-- Opening Marker --

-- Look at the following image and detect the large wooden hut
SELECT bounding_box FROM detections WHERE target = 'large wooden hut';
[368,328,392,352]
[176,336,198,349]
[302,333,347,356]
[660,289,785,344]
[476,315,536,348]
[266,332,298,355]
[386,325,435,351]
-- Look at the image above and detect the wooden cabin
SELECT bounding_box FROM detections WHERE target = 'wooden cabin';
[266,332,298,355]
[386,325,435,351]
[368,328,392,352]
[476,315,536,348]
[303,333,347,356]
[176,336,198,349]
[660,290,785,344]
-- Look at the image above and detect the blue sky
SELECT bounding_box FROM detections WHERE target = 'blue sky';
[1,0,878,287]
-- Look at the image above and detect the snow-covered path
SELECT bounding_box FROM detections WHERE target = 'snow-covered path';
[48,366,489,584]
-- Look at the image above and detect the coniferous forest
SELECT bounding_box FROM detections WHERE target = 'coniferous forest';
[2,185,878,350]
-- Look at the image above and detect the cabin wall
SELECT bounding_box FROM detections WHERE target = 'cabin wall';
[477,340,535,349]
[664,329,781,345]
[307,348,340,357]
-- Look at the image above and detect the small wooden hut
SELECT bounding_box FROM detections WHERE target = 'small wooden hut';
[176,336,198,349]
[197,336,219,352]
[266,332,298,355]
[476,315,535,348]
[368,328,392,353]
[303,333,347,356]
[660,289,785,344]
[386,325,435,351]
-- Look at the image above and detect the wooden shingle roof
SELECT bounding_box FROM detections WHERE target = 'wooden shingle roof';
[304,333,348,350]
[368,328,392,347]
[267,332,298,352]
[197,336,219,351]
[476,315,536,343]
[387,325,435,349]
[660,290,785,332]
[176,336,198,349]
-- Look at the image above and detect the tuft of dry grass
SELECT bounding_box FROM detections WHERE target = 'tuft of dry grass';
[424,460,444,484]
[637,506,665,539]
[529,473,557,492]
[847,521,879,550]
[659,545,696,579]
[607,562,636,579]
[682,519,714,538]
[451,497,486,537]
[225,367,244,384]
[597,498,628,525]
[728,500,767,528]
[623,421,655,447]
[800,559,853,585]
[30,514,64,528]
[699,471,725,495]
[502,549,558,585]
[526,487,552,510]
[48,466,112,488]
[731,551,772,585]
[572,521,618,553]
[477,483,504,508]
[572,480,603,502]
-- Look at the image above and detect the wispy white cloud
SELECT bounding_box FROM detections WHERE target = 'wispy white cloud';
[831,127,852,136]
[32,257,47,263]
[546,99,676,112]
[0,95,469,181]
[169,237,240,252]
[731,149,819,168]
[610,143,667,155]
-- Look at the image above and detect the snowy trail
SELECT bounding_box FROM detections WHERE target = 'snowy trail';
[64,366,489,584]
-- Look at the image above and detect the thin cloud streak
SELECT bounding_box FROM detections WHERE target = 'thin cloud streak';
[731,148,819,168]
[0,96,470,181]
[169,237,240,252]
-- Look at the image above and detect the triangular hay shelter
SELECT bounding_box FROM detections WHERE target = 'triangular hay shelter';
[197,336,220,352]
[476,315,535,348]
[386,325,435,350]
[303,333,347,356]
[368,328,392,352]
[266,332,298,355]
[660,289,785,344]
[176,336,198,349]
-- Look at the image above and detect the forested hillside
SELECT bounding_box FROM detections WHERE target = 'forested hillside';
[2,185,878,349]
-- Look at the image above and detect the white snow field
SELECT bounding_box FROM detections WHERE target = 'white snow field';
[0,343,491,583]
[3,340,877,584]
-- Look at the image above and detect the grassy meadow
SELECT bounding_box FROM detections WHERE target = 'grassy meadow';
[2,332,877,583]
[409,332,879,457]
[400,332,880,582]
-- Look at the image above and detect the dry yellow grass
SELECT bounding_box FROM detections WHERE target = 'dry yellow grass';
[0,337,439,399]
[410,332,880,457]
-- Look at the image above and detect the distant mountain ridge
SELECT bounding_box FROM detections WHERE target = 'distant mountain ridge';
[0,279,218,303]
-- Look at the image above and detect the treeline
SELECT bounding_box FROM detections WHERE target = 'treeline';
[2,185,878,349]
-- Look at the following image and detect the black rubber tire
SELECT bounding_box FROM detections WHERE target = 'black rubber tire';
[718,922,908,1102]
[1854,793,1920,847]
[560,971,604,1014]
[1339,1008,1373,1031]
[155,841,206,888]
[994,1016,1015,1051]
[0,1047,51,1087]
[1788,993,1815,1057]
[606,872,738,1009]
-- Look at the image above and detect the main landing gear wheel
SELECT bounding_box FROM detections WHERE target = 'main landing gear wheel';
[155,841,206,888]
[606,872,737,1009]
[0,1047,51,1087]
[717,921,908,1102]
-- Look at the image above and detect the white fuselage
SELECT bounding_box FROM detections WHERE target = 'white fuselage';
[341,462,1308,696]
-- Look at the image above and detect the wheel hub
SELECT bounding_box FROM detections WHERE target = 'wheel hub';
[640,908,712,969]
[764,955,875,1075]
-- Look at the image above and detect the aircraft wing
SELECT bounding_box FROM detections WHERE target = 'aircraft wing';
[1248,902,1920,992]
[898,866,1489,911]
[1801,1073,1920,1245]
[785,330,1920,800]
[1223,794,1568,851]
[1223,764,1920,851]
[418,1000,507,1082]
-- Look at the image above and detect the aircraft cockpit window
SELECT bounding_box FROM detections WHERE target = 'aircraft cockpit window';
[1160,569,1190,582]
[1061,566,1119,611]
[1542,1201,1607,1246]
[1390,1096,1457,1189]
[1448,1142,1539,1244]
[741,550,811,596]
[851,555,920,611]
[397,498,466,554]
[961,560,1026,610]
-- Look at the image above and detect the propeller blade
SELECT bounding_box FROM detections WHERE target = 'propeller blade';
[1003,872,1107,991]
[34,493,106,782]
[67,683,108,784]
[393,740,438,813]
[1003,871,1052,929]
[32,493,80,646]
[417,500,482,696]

-- Closing Marker --

What to produce:
Take the stretch of lines above from the one containing "target = 'wooden shingle roof';" through the one containing "-- Look at the image above and detect the tuft" and repeat it exactly, adding no other line.

Answer:
SELECT bounding_box FROM detections WHERE target = 'wooden shingle roof';
[304,333,348,350]
[368,328,392,347]
[267,332,298,352]
[197,336,219,351]
[476,315,536,343]
[387,325,435,349]
[660,290,785,332]
[176,336,198,349]
-- Look at the image above and detect the tuft of dry grass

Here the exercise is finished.